Rewrite the lines of the records from the very start through the line that contains "M 20 157 L 15 157", both ends included, as a JSON list of strings with one string per line and no blank lines. Include only those lines.

--- start GIVEN DATA ---

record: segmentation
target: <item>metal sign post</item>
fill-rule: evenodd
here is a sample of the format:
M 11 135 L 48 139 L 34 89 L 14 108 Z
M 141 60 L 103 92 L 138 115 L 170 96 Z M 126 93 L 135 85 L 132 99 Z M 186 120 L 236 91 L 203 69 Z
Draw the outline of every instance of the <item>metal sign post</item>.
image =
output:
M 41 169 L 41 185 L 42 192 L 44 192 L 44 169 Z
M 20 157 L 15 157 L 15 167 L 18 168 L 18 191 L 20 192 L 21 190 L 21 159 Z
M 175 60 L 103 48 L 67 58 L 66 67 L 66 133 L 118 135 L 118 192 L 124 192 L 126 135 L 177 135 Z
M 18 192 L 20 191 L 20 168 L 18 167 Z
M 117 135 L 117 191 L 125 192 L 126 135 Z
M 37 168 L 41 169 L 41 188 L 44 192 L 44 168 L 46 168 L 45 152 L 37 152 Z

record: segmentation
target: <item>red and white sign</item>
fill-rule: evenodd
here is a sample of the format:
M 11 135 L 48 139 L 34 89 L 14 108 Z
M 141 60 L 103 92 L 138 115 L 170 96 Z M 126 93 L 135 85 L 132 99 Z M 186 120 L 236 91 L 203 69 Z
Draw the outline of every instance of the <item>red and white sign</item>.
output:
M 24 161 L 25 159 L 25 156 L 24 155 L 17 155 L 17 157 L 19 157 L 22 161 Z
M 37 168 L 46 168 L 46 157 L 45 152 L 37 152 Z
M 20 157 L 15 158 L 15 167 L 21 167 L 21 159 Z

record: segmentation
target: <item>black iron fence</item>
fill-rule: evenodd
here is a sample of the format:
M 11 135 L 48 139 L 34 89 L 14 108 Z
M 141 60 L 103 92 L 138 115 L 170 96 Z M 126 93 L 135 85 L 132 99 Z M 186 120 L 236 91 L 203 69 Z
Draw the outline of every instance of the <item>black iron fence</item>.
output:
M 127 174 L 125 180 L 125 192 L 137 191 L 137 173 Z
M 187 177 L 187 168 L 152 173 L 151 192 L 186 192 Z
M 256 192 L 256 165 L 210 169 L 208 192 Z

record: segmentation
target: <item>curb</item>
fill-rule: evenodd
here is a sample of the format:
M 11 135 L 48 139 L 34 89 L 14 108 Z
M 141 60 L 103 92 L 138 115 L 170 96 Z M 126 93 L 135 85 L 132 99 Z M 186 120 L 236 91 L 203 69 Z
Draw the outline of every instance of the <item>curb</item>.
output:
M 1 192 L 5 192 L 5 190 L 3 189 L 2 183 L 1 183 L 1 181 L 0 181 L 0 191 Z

--- end GIVEN DATA ---

:: EXERCISE RESPONSE ::
[
  "record: segmentation",
  "target: <item>metal sign post</item>",
  "fill-rule: evenodd",
  "here is a sample of the format:",
  "M 11 135 L 48 139 L 34 89 L 14 108 Z",
  "M 141 60 L 103 92 L 138 115 L 170 96 Z M 126 93 L 135 85 L 132 99 Z M 186 120 L 236 91 L 203 69 Z",
  "Draw the outline of every instance of the <item>metal sign post</item>.",
  "image =",
  "output:",
  "M 41 169 L 41 185 L 42 192 L 44 192 L 44 169 Z",
  "M 20 157 L 15 157 L 15 167 L 18 168 L 18 191 L 20 192 L 21 190 L 21 159 Z"
]